PROBLEM STATEMENT >> Show every line in the entries below that contains the string "blurred".

___

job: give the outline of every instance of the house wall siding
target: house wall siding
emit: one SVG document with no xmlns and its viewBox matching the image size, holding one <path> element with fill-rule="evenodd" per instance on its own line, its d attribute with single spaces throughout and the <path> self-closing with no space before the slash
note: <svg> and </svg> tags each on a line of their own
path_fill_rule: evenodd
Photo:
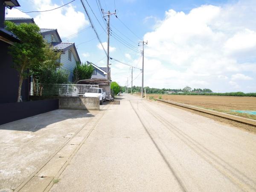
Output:
<svg viewBox="0 0 256 192">
<path fill-rule="evenodd" d="M 16 70 L 12 67 L 13 64 L 12 57 L 8 53 L 9 44 L 0 41 L 0 81 L 1 92 L 0 94 L 0 103 L 15 102 L 18 97 L 19 76 Z M 23 80 L 21 95 L 22 100 L 28 99 L 28 79 Z"/>
<path fill-rule="evenodd" d="M 93 67 L 94 69 L 96 69 Z M 104 73 L 102 71 L 100 71 L 98 69 L 96 69 L 97 70 L 97 75 L 92 76 L 91 79 L 105 79 L 106 78 L 106 75 L 104 75 Z"/>
<path fill-rule="evenodd" d="M 68 81 L 70 82 L 72 82 L 73 81 L 73 70 L 76 64 L 76 62 L 73 52 L 71 54 L 71 61 L 70 61 L 68 59 L 68 50 L 65 52 L 65 54 L 62 54 L 61 55 L 61 63 L 63 64 L 62 68 L 67 70 L 70 73 L 68 78 Z"/>
<path fill-rule="evenodd" d="M 44 39 L 47 41 L 48 43 L 51 43 L 51 34 L 47 34 L 44 35 Z"/>
</svg>

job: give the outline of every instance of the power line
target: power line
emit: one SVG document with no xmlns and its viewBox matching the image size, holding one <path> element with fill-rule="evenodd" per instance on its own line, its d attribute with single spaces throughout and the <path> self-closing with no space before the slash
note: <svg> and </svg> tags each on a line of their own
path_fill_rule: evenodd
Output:
<svg viewBox="0 0 256 192">
<path fill-rule="evenodd" d="M 95 34 L 96 34 L 96 36 L 97 36 L 97 38 L 98 38 L 98 40 L 99 40 L 99 41 L 100 43 L 100 44 L 101 44 L 101 46 L 102 47 L 102 49 L 104 50 L 104 52 L 105 52 L 105 53 L 106 54 L 106 55 L 107 55 L 108 54 L 107 54 L 107 52 L 106 52 L 106 50 L 105 50 L 105 49 L 104 48 L 104 47 L 103 46 L 103 45 L 102 44 L 102 42 L 100 38 L 99 38 L 99 35 L 98 35 L 98 33 L 96 31 L 96 29 L 95 29 L 95 28 L 94 27 L 94 26 L 93 26 L 93 21 L 92 21 L 92 20 L 91 20 L 91 19 L 90 18 L 90 15 L 89 15 L 89 13 L 87 11 L 87 9 L 86 9 L 86 8 L 85 8 L 85 6 L 84 6 L 84 1 L 83 1 L 83 0 L 81 0 L 81 3 L 82 3 L 82 5 L 83 6 L 83 7 L 84 8 L 84 11 L 85 11 L 85 12 L 86 13 L 86 15 L 87 15 L 87 17 L 88 17 L 88 19 L 89 20 L 89 21 L 90 21 L 90 23 L 91 24 L 92 28 L 93 29 L 93 31 L 94 31 L 94 32 L 95 33 Z M 88 2 L 87 2 L 87 3 L 88 3 Z"/>
<path fill-rule="evenodd" d="M 99 3 L 98 3 L 99 2 Z M 100 15 L 101 16 L 102 16 L 102 20 L 103 21 L 103 23 L 104 23 L 104 25 L 106 27 L 106 28 L 107 28 L 107 20 L 106 20 L 106 19 L 105 19 L 105 17 L 104 17 L 104 15 L 103 15 L 103 14 L 102 13 L 102 11 L 103 10 L 103 9 L 102 9 L 102 7 L 101 6 L 101 4 L 100 3 L 100 0 L 96 0 L 96 3 L 97 3 L 97 6 L 98 6 L 98 8 L 99 9 L 99 12 L 100 12 Z"/>
<path fill-rule="evenodd" d="M 112 36 L 112 37 L 113 37 L 113 38 L 114 38 L 116 41 L 118 41 L 120 43 L 121 43 L 123 45 L 124 45 L 126 47 L 127 47 L 128 48 L 132 50 L 132 51 L 134 51 L 137 53 L 139 53 L 140 52 L 139 52 L 139 51 L 140 51 L 139 50 L 136 50 L 134 48 L 133 48 L 132 47 L 131 47 L 131 46 L 129 46 L 129 45 L 128 45 L 127 44 L 125 44 L 125 43 L 124 43 L 123 42 L 122 42 L 122 40 L 120 40 L 120 38 L 119 38 L 117 36 L 114 36 L 115 35 L 113 34 L 111 34 L 111 35 Z"/>
<path fill-rule="evenodd" d="M 77 32 L 76 33 L 73 33 L 72 35 L 70 35 L 67 36 L 67 37 L 66 37 L 65 38 L 63 38 L 62 40 L 63 39 L 68 39 L 69 38 L 71 38 L 71 37 L 73 37 L 74 36 L 76 35 L 78 35 L 79 33 L 81 33 L 82 32 L 84 32 L 84 31 L 85 31 L 86 30 L 88 29 L 89 28 L 90 28 L 91 27 L 91 26 L 90 26 L 88 27 L 87 27 L 85 29 L 82 29 L 80 31 L 79 31 L 78 32 Z"/>
<path fill-rule="evenodd" d="M 101 34 L 99 34 L 99 35 L 100 35 L 102 34 L 102 33 Z M 81 45 L 81 44 L 84 44 L 85 43 L 88 43 L 88 42 L 91 41 L 92 41 L 94 40 L 94 39 L 96 39 L 96 38 L 97 38 L 97 37 L 95 37 L 94 38 L 93 38 L 92 39 L 90 39 L 90 40 L 87 41 L 84 41 L 84 42 L 82 42 L 82 43 L 80 43 L 79 44 L 78 44 L 77 45 L 76 45 L 76 46 L 78 46 L 79 45 Z"/>
<path fill-rule="evenodd" d="M 139 76 L 140 76 L 140 75 L 141 74 L 141 72 L 140 72 L 140 73 L 139 73 L 139 74 L 138 74 L 138 75 L 137 75 L 137 76 L 136 76 L 136 77 L 135 77 L 134 79 L 133 79 L 132 81 L 134 81 L 134 80 L 135 80 L 136 79 L 137 79 L 138 77 L 139 77 Z M 128 86 L 130 85 L 131 84 L 131 82 L 130 83 L 130 84 L 129 84 L 129 85 L 128 85 Z"/>
<path fill-rule="evenodd" d="M 116 29 L 116 27 L 115 27 L 114 26 L 112 25 L 111 25 L 111 26 L 112 27 L 113 27 L 116 31 L 117 31 L 119 33 L 120 33 L 121 35 L 123 35 L 124 37 L 125 37 L 125 38 L 126 38 L 127 39 L 128 39 L 129 40 L 130 40 L 132 43 L 133 43 L 134 44 L 137 44 L 136 43 L 135 43 L 134 42 L 131 40 L 130 38 L 129 38 L 128 37 L 127 37 L 127 35 L 124 35 L 124 34 L 123 33 L 122 33 L 122 32 L 121 32 L 120 31 L 119 31 L 117 29 Z M 111 30 L 112 31 L 112 30 Z"/>
<path fill-rule="evenodd" d="M 133 68 L 136 68 L 136 69 L 139 69 L 139 70 L 141 70 L 141 69 L 140 69 L 139 68 L 138 68 L 138 67 L 134 67 L 134 66 L 133 66 L 132 65 L 129 65 L 129 64 L 126 64 L 126 63 L 124 63 L 124 62 L 123 62 L 120 61 L 119 61 L 119 60 L 118 60 L 117 59 L 115 59 L 115 58 L 114 58 L 110 57 L 110 58 L 110 58 L 111 59 L 113 59 L 113 60 L 115 60 L 115 61 L 117 61 L 117 62 L 119 62 L 119 63 L 122 63 L 122 64 L 125 64 L 125 65 L 128 65 L 128 66 L 131 67 L 133 67 Z"/>
<path fill-rule="evenodd" d="M 53 9 L 50 9 L 50 10 L 47 10 L 45 11 L 31 11 L 31 12 L 23 12 L 23 11 L 21 11 L 20 9 L 17 8 L 17 7 L 14 7 L 14 8 L 18 9 L 19 11 L 20 11 L 20 12 L 22 12 L 23 13 L 38 13 L 38 12 L 49 12 L 50 11 L 53 11 L 55 9 L 59 9 L 61 7 L 64 7 L 65 6 L 66 6 L 67 5 L 68 5 L 70 3 L 72 3 L 73 1 L 75 1 L 76 0 L 73 0 L 73 1 L 70 1 L 69 3 L 66 3 L 64 5 L 63 5 L 63 6 L 61 6 L 60 7 L 56 7 L 56 8 L 54 8 Z"/>
<path fill-rule="evenodd" d="M 139 39 L 140 39 L 140 38 L 139 37 L 138 37 L 138 36 L 134 33 L 134 32 L 131 30 L 130 29 L 130 28 L 129 27 L 128 27 L 126 25 L 125 25 L 122 20 L 121 20 L 119 18 L 117 18 L 117 19 L 118 19 L 118 20 L 121 22 L 121 23 L 122 23 L 123 25 L 124 25 L 125 26 L 125 27 L 126 27 L 128 30 L 129 30 L 134 35 L 135 35 Z"/>
<path fill-rule="evenodd" d="M 122 40 L 122 41 L 124 42 L 126 44 L 127 44 L 128 45 L 129 45 L 131 47 L 133 47 L 135 49 L 137 49 L 137 47 L 134 46 L 134 45 L 132 45 L 130 43 L 129 43 L 128 41 L 127 41 L 126 40 L 125 40 L 125 39 L 124 39 L 123 38 L 122 38 L 122 37 L 121 37 L 119 35 L 116 33 L 115 33 L 114 32 L 113 32 L 112 29 L 111 29 L 111 30 L 112 32 L 111 32 L 113 33 L 114 34 L 114 35 L 115 35 L 115 36 L 118 37 L 119 39 L 121 39 Z M 138 49 L 138 50 L 139 50 L 139 49 Z"/>
<path fill-rule="evenodd" d="M 105 31 L 105 29 L 104 29 L 104 28 L 102 25 L 101 23 L 100 23 L 100 22 L 99 22 L 99 21 L 98 19 L 98 18 L 97 18 L 97 17 L 96 17 L 96 15 L 94 13 L 94 12 L 93 12 L 93 9 L 92 9 L 92 8 L 91 7 L 91 6 L 90 6 L 90 4 L 89 4 L 89 3 L 88 3 L 88 1 L 87 1 L 87 0 L 85 0 L 85 1 L 86 1 L 86 3 L 87 3 L 87 4 L 88 4 L 88 5 L 89 6 L 89 7 L 90 7 L 90 9 L 91 10 L 91 12 L 93 12 L 93 14 L 94 15 L 94 17 L 95 17 L 95 18 L 96 18 L 96 19 L 98 21 L 98 22 L 99 23 L 99 25 L 101 26 L 102 27 L 102 28 L 103 29 L 103 31 L 104 31 L 106 33 L 107 33 L 107 32 L 106 31 Z"/>
</svg>

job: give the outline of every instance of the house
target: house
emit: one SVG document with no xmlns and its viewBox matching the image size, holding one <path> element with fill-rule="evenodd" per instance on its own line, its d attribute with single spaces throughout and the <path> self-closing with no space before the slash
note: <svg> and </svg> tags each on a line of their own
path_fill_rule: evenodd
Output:
<svg viewBox="0 0 256 192">
<path fill-rule="evenodd" d="M 22 23 L 35 23 L 32 18 L 6 18 L 17 25 Z M 62 68 L 70 73 L 68 81 L 73 82 L 74 79 L 73 70 L 76 63 L 81 63 L 74 43 L 63 42 L 57 29 L 41 29 L 40 33 L 43 38 L 52 44 L 56 51 L 61 52 L 61 54 L 59 62 L 63 64 Z"/>
<path fill-rule="evenodd" d="M 88 61 L 87 61 L 87 64 L 90 64 L 93 67 L 93 72 L 91 79 L 108 79 L 107 77 L 107 67 L 99 67 L 93 63 Z M 108 69 L 108 76 L 109 79 L 111 79 L 111 67 L 109 67 Z"/>
<path fill-rule="evenodd" d="M 91 64 L 93 67 L 93 72 L 90 79 L 87 79 L 84 81 L 83 83 L 93 84 L 98 84 L 99 87 L 104 88 L 106 91 L 107 98 L 110 98 L 111 94 L 110 83 L 111 80 L 108 80 L 107 76 L 107 67 L 99 67 L 93 63 L 87 61 L 87 64 Z M 111 68 L 109 67 L 108 76 L 111 79 Z"/>
<path fill-rule="evenodd" d="M 14 34 L 4 29 L 6 8 L 12 9 L 20 6 L 16 0 L 0 0 L 0 82 L 1 94 L 0 103 L 16 102 L 18 96 L 19 76 L 16 70 L 12 67 L 12 59 L 8 52 L 8 47 L 12 46 L 14 42 L 20 40 Z M 28 99 L 29 82 L 24 79 L 22 84 L 21 96 L 24 100 Z"/>
<path fill-rule="evenodd" d="M 91 79 L 107 79 L 107 67 L 99 67 L 97 65 L 90 62 L 87 61 L 87 64 L 90 64 L 93 67 L 93 72 Z M 109 67 L 108 76 L 111 76 L 111 68 Z"/>
<path fill-rule="evenodd" d="M 25 17 L 6 17 L 6 20 L 9 20 L 14 23 L 16 25 L 19 25 L 23 23 L 35 23 L 33 18 Z"/>
</svg>

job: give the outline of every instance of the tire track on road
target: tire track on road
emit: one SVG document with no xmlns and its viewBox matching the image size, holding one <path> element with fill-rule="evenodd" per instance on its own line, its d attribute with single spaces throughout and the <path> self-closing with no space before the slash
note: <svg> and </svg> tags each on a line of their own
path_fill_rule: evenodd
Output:
<svg viewBox="0 0 256 192">
<path fill-rule="evenodd" d="M 172 175 L 173 175 L 173 176 L 175 177 L 175 179 L 176 180 L 176 181 L 177 181 L 178 184 L 179 185 L 179 186 L 180 186 L 180 189 L 181 189 L 181 190 L 182 191 L 183 191 L 183 192 L 188 191 L 186 189 L 185 186 L 184 185 L 184 184 L 183 183 L 183 182 L 181 180 L 181 179 L 180 179 L 180 177 L 178 175 L 177 175 L 177 173 L 175 172 L 175 170 L 174 170 L 174 169 L 173 169 L 173 168 L 172 166 L 170 164 L 170 163 L 169 163 L 169 162 L 166 160 L 166 159 L 165 157 L 163 154 L 162 153 L 162 151 L 161 151 L 161 150 L 160 149 L 160 148 L 159 148 L 158 146 L 157 145 L 157 143 L 155 143 L 155 142 L 154 141 L 154 139 L 153 139 L 153 137 L 152 137 L 152 136 L 150 134 L 150 133 L 149 133 L 149 132 L 148 131 L 147 129 L 147 128 L 145 126 L 145 124 L 143 122 L 141 119 L 140 118 L 140 117 L 139 116 L 139 114 L 138 114 L 138 113 L 137 113 L 137 112 L 134 109 L 134 108 L 132 104 L 131 104 L 131 101 L 129 100 L 129 102 L 130 102 L 130 104 L 131 104 L 131 107 L 132 108 L 132 109 L 133 109 L 133 110 L 135 112 L 135 113 L 137 115 L 137 116 L 138 117 L 138 118 L 140 120 L 140 121 L 141 123 L 141 124 L 142 125 L 143 128 L 145 130 L 146 132 L 147 133 L 147 134 L 148 134 L 148 136 L 151 139 L 151 140 L 152 141 L 152 142 L 154 143 L 155 147 L 156 147 L 156 148 L 157 148 L 157 151 L 158 151 L 158 152 L 159 152 L 159 153 L 161 155 L 161 156 L 163 158 L 163 159 L 165 163 L 166 163 L 166 165 L 168 166 L 168 168 L 169 168 L 169 169 L 170 170 L 170 171 L 171 171 L 171 172 L 172 172 Z"/>
<path fill-rule="evenodd" d="M 230 180 L 233 184 L 242 189 L 246 189 L 246 190 L 247 191 L 251 191 L 252 190 L 256 191 L 256 188 L 250 183 L 252 183 L 255 184 L 255 182 L 254 181 L 249 178 L 236 168 L 232 167 L 224 160 L 206 148 L 170 122 L 158 115 L 157 112 L 154 111 L 145 102 L 143 103 L 143 106 L 146 109 L 146 111 L 151 114 L 172 133 L 178 137 L 185 145 L 191 148 L 198 155 L 203 158 L 210 165 L 214 166 L 217 171 Z M 170 127 L 171 127 L 172 129 L 171 129 Z"/>
</svg>

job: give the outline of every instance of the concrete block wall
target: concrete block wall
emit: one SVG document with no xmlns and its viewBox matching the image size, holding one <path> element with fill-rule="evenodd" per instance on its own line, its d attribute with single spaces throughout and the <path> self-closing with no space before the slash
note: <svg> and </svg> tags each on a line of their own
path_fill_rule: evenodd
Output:
<svg viewBox="0 0 256 192">
<path fill-rule="evenodd" d="M 60 97 L 60 109 L 99 110 L 99 97 Z"/>
<path fill-rule="evenodd" d="M 33 96 L 29 96 L 29 99 L 32 100 L 53 99 L 59 99 L 59 109 L 99 110 L 99 97 Z"/>
</svg>

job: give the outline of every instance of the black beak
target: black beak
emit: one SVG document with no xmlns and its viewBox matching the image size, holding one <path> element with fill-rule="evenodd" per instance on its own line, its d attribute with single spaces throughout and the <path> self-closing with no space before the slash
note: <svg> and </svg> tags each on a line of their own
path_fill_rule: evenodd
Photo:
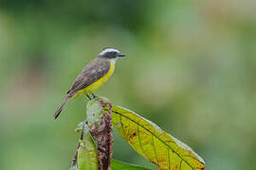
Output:
<svg viewBox="0 0 256 170">
<path fill-rule="evenodd" d="M 119 53 L 119 57 L 125 57 L 125 55 L 122 54 L 122 53 Z"/>
</svg>

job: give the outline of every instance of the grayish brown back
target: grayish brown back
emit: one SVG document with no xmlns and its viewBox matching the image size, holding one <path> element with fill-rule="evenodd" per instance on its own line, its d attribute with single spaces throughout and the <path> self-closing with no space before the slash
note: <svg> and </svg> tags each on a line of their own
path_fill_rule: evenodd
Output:
<svg viewBox="0 0 256 170">
<path fill-rule="evenodd" d="M 110 60 L 96 58 L 87 64 L 76 77 L 67 94 L 71 97 L 80 90 L 91 85 L 107 74 L 110 69 Z"/>
</svg>

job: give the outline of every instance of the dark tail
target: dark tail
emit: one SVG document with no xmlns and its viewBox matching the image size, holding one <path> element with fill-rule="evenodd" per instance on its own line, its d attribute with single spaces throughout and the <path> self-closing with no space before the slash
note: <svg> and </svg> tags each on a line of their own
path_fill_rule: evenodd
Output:
<svg viewBox="0 0 256 170">
<path fill-rule="evenodd" d="M 54 114 L 54 119 L 57 119 L 57 117 L 60 115 L 60 113 L 62 112 L 64 106 L 68 102 L 68 100 L 70 99 L 69 96 L 66 96 L 64 101 L 63 102 L 63 104 L 58 108 L 58 110 L 55 111 Z"/>
</svg>

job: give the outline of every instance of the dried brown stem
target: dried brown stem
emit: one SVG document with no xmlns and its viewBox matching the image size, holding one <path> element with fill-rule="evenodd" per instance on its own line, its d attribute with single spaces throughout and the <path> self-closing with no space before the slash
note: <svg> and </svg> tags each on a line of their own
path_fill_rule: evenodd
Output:
<svg viewBox="0 0 256 170">
<path fill-rule="evenodd" d="M 110 103 L 100 101 L 103 107 L 109 107 L 109 111 L 104 110 L 101 125 L 90 128 L 95 142 L 98 144 L 99 170 L 111 170 L 110 162 L 113 155 L 113 131 L 112 131 L 112 110 Z"/>
</svg>

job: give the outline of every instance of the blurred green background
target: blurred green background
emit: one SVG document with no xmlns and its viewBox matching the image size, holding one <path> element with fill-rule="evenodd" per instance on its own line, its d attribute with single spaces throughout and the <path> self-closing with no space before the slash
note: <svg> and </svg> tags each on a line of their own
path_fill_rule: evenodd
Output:
<svg viewBox="0 0 256 170">
<path fill-rule="evenodd" d="M 0 0 L 0 166 L 68 169 L 87 99 L 53 113 L 105 46 L 127 55 L 97 92 L 192 146 L 254 169 L 256 1 Z M 154 167 L 115 131 L 114 158 Z"/>
</svg>

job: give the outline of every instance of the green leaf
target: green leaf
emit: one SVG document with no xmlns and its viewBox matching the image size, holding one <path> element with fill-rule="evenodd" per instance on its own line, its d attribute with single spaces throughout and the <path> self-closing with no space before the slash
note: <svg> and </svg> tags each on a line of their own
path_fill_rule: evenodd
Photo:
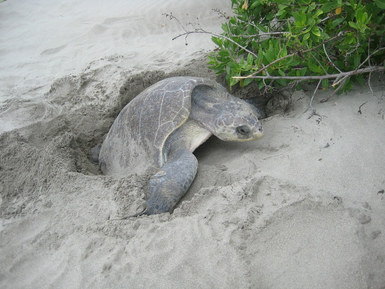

___

TASK RESPONSE >>
job: give the outline of every instance of the blurred green background
target: blurred green background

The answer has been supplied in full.